Exercise 1
Answer these questions using the crowdsourcing article, giving each answer with its letter:
(a) What does the article call hiring an expert chef to rate each restaurant individually?
(b) At which institution are the researchers who took their data to the crowd?
(c) What range of research topics does the article say citizen scientists can investigate?
Exercise 2
Name every kind of professional or expert that the crowdsourcing article mentions consulting or hiring.
Exercise 3
Output the passage of the crowdsourcing article starting at "By taking this" and ending at "in our galaxy.".

Source document
Take it to the Crowd
When you have a question about your health or your finances, you go to a doctor or an accountant for advice; you figure they have the knowledge you need to get the answers you’re looking for. But what about when you’re wondering where to go for dinner in a new city? Rather than hiring an expert chef to individually rate each restaurant—a pricey and time-consuming endeavor—you’d probably find it far more practical and efficient to trust the recommendations of the thousands of local diners who’ve already voluntarily rated the restaurants online. Today, crowdsourcing—in which many individuals work toward the collective goal of narrowing down a large amount of information—has indeed made it easier to choose a good restaurant or pick a movie you’ll likely enjoy. But the concept has also found an application in areas of research where numerous scientists have collected far more data than they could ever analyze on their own.
By taking this data to the crowd, researchers at Caltech have found a way to engage the public while also allowing so-called citizen scientists to investigate a variety of research topics—from very tiny cells on Earth to massive star clusters in our galaxy.

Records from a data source
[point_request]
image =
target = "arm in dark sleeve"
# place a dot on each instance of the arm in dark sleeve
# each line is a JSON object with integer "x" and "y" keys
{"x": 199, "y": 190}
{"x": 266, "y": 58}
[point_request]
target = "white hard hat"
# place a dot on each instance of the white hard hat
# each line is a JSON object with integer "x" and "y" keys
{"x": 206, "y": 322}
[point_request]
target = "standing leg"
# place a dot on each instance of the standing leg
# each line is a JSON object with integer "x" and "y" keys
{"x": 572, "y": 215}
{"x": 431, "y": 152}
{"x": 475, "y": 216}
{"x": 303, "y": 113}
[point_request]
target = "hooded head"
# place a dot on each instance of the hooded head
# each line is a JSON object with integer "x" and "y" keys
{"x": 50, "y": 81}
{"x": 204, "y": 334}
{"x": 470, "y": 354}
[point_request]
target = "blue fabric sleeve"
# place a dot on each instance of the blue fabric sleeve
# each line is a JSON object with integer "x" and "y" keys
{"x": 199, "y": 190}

==

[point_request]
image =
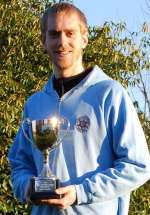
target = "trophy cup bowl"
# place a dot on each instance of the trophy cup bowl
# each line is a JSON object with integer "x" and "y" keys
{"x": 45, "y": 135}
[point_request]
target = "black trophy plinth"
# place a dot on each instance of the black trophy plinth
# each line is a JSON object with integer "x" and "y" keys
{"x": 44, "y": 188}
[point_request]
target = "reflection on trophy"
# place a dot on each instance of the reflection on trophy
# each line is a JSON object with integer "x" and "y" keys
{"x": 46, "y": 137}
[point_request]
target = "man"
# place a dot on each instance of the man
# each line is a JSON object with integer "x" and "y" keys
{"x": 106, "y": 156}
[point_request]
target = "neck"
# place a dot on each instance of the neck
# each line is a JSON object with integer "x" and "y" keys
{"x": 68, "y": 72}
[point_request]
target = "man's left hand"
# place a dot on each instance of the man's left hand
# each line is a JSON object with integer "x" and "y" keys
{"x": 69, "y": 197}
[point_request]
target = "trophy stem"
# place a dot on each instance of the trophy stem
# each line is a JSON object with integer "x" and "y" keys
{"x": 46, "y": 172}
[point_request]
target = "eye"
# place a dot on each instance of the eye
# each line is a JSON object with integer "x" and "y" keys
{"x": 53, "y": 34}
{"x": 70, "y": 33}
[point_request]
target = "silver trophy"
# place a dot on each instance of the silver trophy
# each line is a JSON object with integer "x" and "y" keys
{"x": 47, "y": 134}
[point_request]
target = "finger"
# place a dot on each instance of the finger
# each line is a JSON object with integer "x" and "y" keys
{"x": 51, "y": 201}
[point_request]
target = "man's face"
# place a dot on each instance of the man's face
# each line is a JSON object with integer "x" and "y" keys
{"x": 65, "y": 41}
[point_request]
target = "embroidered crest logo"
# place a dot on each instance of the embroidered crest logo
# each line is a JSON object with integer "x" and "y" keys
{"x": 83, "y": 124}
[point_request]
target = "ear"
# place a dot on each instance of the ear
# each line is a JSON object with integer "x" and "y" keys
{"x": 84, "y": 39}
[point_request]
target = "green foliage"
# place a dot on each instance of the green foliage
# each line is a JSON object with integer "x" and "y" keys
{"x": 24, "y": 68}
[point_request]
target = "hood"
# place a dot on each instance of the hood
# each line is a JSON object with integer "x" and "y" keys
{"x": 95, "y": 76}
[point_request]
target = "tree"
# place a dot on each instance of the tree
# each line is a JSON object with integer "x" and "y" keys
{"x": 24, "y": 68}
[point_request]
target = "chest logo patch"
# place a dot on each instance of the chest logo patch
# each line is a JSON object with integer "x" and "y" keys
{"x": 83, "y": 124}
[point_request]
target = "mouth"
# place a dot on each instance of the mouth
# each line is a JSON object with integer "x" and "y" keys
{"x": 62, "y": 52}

Your solution 1
(a) A pricey and time-consuming endeavor.
(b) Caltech.
(c) Topics from very tiny cells on Earth to massive star clusters in our galaxy.

Your solution 2
Doctor, accountant, expert chef

Your solution 3
By taking this data to the crowd, researchers at Caltech have found a way to engage the public while also allowing so-called citizen scientists to investigate a variety of research topics—from very tiny cells on Earth to massive star clusters in our galaxy.